• Task description
Everything in the listing below must be set down again exactly, apart from the pictures.

=== Section Start ===

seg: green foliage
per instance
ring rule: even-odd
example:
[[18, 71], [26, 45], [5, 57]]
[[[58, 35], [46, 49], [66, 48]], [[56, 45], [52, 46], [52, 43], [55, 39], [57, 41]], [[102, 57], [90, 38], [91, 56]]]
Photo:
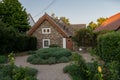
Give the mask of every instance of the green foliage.
[[0, 80], [37, 80], [36, 74], [37, 70], [33, 68], [0, 65]]
[[28, 67], [17, 67], [14, 64], [14, 54], [8, 55], [9, 64], [0, 65], [0, 80], [37, 80], [37, 70]]
[[6, 27], [0, 21], [0, 53], [6, 54], [12, 51], [35, 50], [37, 40], [35, 37], [17, 33], [14, 28]]
[[13, 53], [10, 53], [8, 55], [8, 60], [9, 60], [9, 64], [10, 65], [14, 65], [14, 61], [15, 61], [15, 55]]
[[30, 28], [27, 13], [18, 0], [0, 2], [0, 19], [18, 32], [26, 32]]
[[63, 21], [65, 24], [70, 25], [70, 21], [69, 21], [69, 19], [66, 18], [66, 17], [60, 17], [60, 18], [58, 18], [58, 17], [55, 16], [54, 13], [51, 14], [51, 17], [52, 17], [53, 19], [55, 19], [56, 21], [60, 21], [60, 20], [61, 20], [61, 21]]
[[73, 80], [120, 80], [120, 63], [98, 64], [98, 62], [85, 63], [83, 58], [74, 53], [72, 59], [75, 63], [66, 66], [63, 71], [69, 73]]
[[75, 61], [75, 63], [67, 66], [64, 69], [64, 72], [69, 73], [72, 76], [73, 80], [88, 79], [87, 75], [88, 68], [82, 56], [79, 55], [78, 53], [73, 53], [72, 56], [73, 56], [72, 59]]
[[120, 63], [112, 61], [106, 63], [104, 70], [104, 80], [120, 80]]
[[60, 62], [60, 63], [69, 62], [69, 61], [70, 61], [69, 58], [68, 58], [68, 57], [65, 57], [65, 56], [61, 57], [61, 58], [58, 60], [58, 62]]
[[78, 46], [88, 47], [92, 45], [93, 32], [89, 29], [82, 28], [75, 33], [73, 40], [78, 44]]
[[67, 58], [72, 54], [69, 50], [63, 48], [43, 48], [35, 52], [35, 54], [29, 56], [27, 59], [32, 64], [54, 64], [58, 63], [60, 58]]
[[70, 25], [70, 21], [66, 17], [60, 17], [60, 20], [62, 20], [64, 23]]
[[60, 47], [60, 46], [57, 44], [51, 44], [49, 47], [52, 48], [52, 47]]
[[6, 62], [7, 62], [6, 56], [0, 55], [0, 64], [1, 63], [6, 63]]
[[99, 36], [97, 53], [105, 62], [120, 62], [120, 32], [111, 32]]
[[63, 69], [64, 73], [69, 73], [73, 80], [83, 80], [79, 74], [79, 67], [75, 64], [70, 64]]
[[91, 21], [91, 22], [88, 24], [87, 28], [90, 29], [90, 30], [94, 30], [94, 29], [96, 29], [97, 27], [99, 27], [106, 19], [107, 19], [107, 18], [100, 17], [100, 18], [97, 19], [96, 22]]
[[55, 57], [49, 57], [48, 58], [48, 64], [55, 64], [56, 63], [56, 58]]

=== Section End ===

• Exercise result
seg: green foliage
per instance
ring rule: even-odd
example:
[[18, 71], [26, 45], [5, 57]]
[[[58, 35], [46, 49], [66, 48]], [[56, 45], [52, 46], [52, 43], [55, 39], [57, 41]], [[102, 57], [90, 38], [91, 56]]]
Photo:
Give the mask of every instance of the green foliage.
[[0, 80], [37, 80], [36, 74], [37, 70], [33, 68], [0, 65]]
[[28, 67], [17, 67], [14, 64], [14, 54], [8, 55], [9, 64], [0, 65], [0, 80], [37, 80], [37, 70]]
[[6, 27], [0, 21], [0, 53], [6, 54], [12, 51], [35, 50], [37, 40], [35, 37], [17, 33], [14, 28]]
[[13, 53], [10, 53], [8, 55], [8, 60], [9, 60], [9, 64], [10, 65], [14, 65], [14, 61], [15, 61], [15, 55]]
[[30, 28], [27, 13], [18, 0], [0, 2], [0, 19], [18, 32], [26, 32]]
[[63, 21], [65, 24], [70, 25], [70, 21], [69, 21], [69, 19], [66, 18], [66, 17], [60, 17], [60, 18], [58, 18], [58, 17], [55, 16], [54, 13], [51, 14], [51, 17], [52, 17], [53, 19], [55, 19], [56, 21], [60, 21], [60, 20], [61, 20], [61, 21]]
[[73, 80], [120, 80], [120, 63], [98, 64], [98, 62], [85, 63], [83, 58], [74, 53], [72, 59], [75, 63], [66, 66], [63, 71], [69, 73]]
[[75, 61], [75, 63], [67, 66], [64, 69], [64, 72], [69, 73], [72, 76], [73, 80], [88, 79], [87, 75], [88, 68], [82, 56], [79, 55], [78, 53], [73, 53], [72, 56], [73, 56], [72, 59]]
[[120, 63], [112, 61], [106, 63], [104, 70], [104, 80], [120, 80]]
[[60, 62], [60, 63], [69, 62], [69, 61], [70, 61], [69, 58], [68, 58], [68, 57], [65, 57], [65, 56], [61, 57], [61, 58], [58, 60], [58, 62]]
[[78, 46], [88, 47], [92, 45], [93, 32], [89, 29], [82, 28], [75, 33], [73, 40], [78, 44]]
[[67, 58], [72, 54], [69, 50], [63, 48], [43, 48], [35, 52], [35, 54], [29, 56], [27, 59], [32, 64], [54, 64], [58, 63], [60, 58]]
[[70, 25], [70, 21], [66, 17], [60, 17], [60, 20], [62, 20], [64, 23]]
[[60, 47], [60, 46], [57, 44], [51, 44], [49, 47], [52, 48], [52, 47]]
[[6, 62], [7, 62], [6, 56], [0, 55], [0, 64], [1, 63], [6, 63]]
[[99, 36], [97, 53], [105, 62], [120, 62], [120, 32], [111, 32]]
[[63, 69], [64, 73], [69, 73], [73, 80], [83, 80], [79, 74], [79, 67], [75, 64], [70, 64]]
[[91, 21], [91, 22], [88, 24], [87, 28], [90, 29], [90, 30], [94, 30], [94, 29], [96, 29], [97, 27], [99, 27], [106, 19], [107, 19], [107, 18], [100, 17], [100, 18], [97, 19], [96, 22]]
[[55, 57], [49, 57], [48, 58], [48, 64], [55, 64], [56, 63], [56, 58]]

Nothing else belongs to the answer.